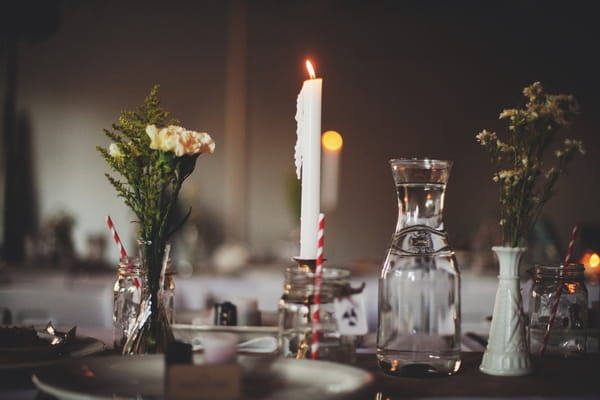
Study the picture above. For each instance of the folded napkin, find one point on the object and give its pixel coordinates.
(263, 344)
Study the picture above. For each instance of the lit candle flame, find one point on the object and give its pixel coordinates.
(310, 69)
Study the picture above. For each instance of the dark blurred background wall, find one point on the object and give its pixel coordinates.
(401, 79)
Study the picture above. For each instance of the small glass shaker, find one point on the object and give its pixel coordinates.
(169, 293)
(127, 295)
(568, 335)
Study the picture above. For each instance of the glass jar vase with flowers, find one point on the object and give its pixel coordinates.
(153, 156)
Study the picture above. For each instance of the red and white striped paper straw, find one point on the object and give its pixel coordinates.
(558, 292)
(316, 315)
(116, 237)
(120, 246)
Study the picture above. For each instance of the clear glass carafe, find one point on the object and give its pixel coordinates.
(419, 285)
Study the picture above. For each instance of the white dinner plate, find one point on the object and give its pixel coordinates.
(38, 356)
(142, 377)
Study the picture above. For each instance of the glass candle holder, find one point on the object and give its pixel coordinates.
═══
[Task]
Only the text of the records is to be reproduced exactly; skip the pictures.

[Answer below]
Study the picture above. For each instance of the folded napkin, find one point on the object and give its pixel coordinates.
(263, 344)
Study the picture above. For each instance of the lit candle flame, find one point on the object and give its pixel coordinates.
(310, 69)
Study the picture above. For each instance of the dark blurred background wall, find one point on the object and give its pixel coordinates.
(401, 79)
Study the picture above. For each instance of the small glass shaker, find one point on the object and give its pixel coordinates.
(169, 293)
(127, 295)
(568, 335)
Study the picture above. For each instance of the glass jar vase with flowers, find one point on the object and give its pixel coordinates.
(153, 156)
Study the picture above. For each instance of the red and white striped paper straw, find one point on the object and give its pixel coordinates.
(558, 292)
(316, 315)
(116, 237)
(120, 246)
Study the picture above. For each instance of the clear glass carafe, find one point on the object and give its pixel coordinates.
(419, 285)
Study the picture above. For each instance of the white dinner plate, find one point on the object and give its pixel coordinates.
(38, 356)
(142, 377)
Study the picture above. For each instance of the glass candle holder, find one point on the object and give its pixel coordinates.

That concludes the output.